■ **WORK TO COMPLETE**
Rewrite the records below with every occurrence of "pixel coordinates" changed to "image coordinates" and nothing else altered.

■ **RECORDS PROVIDED**

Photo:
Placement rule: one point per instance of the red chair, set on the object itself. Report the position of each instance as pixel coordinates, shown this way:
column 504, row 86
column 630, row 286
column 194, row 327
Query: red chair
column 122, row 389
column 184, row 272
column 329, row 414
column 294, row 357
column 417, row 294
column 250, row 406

■ **THE REPLY**
Photo:
Placement rule: one point per instance of the red chair, set on the object itself. Report the position of each instance as image coordinates, shown this way:
column 504, row 86
column 630, row 286
column 194, row 327
Query: red chair
column 122, row 389
column 184, row 272
column 329, row 414
column 294, row 357
column 417, row 294
column 250, row 406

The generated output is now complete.